Exercise:
Give the lines below, from the line with "BATCH JOB #2094 — Class: blurred" through the end of the rows, as a Markdown table with the columns "Number" and "Entry", numbering each line and leaving out blank lines.

>> begin

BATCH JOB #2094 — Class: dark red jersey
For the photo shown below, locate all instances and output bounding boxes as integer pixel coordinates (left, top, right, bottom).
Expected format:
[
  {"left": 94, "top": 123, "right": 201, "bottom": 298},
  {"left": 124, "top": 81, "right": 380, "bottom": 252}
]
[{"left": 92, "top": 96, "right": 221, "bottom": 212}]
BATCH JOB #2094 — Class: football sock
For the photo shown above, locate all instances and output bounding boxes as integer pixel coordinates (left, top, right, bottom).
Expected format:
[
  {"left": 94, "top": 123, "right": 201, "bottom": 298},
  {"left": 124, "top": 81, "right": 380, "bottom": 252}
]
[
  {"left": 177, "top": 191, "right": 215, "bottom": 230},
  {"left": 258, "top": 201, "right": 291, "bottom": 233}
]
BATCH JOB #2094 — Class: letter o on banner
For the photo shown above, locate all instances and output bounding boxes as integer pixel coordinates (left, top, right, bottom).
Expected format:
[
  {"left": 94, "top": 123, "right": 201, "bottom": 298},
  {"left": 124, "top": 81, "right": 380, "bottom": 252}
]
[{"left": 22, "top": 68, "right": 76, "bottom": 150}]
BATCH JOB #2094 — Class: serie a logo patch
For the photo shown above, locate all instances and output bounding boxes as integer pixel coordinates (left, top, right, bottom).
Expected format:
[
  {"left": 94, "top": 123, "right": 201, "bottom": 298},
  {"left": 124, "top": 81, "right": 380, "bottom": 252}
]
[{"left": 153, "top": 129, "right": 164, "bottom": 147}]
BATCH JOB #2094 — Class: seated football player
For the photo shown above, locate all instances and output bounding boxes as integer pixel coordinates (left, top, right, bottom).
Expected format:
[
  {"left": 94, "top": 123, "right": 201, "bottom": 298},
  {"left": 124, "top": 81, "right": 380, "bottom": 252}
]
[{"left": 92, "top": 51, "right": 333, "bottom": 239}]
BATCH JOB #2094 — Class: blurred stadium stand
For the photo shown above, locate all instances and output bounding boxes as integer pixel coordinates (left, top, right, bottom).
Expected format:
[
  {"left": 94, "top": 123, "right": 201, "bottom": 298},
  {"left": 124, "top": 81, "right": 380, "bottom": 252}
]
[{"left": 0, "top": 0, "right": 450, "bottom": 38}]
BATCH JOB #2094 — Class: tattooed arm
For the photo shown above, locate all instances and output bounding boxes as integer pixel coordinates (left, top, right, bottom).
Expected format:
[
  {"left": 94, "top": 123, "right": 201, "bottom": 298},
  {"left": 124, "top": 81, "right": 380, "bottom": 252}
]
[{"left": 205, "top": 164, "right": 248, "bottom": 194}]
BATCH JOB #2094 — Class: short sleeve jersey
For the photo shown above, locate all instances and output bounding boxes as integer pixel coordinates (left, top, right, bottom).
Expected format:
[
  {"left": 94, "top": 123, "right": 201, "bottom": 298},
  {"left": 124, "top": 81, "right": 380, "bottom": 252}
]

>> end

Answer to this exercise:
| Number | Entry |
|---|---|
| 1 | BATCH JOB #2094 — Class: blurred stadium stand |
| 2 | For the photo shown above, locate all instances and output bounding boxes as integer pixel coordinates (left, top, right, bottom). |
| 3 | Expected format: |
| 4 | [ |
| 5 |   {"left": 94, "top": 123, "right": 201, "bottom": 298}, |
| 6 |   {"left": 124, "top": 81, "right": 380, "bottom": 252} |
| 7 | ] |
| 8 | [{"left": 0, "top": 0, "right": 450, "bottom": 38}] |
| 9 | BATCH JOB #2094 — Class: tattooed arm |
| 10 | For the photo shown above, locate all instances and output bounding boxes as integer pixel coordinates (left, top, right, bottom). |
| 11 | Expected format: |
| 12 | [ |
| 13 |   {"left": 94, "top": 123, "right": 201, "bottom": 298}, |
| 14 |   {"left": 124, "top": 81, "right": 380, "bottom": 252} |
| 15 | ] |
| 16 | [{"left": 205, "top": 164, "right": 248, "bottom": 194}] |
| 17 | BATCH JOB #2094 — Class: short sleeve jersey |
| 18 | For the photo shown above, locate all instances and output bounding boxes as integer pixel coordinates (left, top, right, bottom). |
| 19 | Expected format: |
| 20 | [ |
| 21 |   {"left": 94, "top": 123, "right": 201, "bottom": 298}, |
| 22 |   {"left": 124, "top": 81, "right": 380, "bottom": 252} |
| 23 | ] |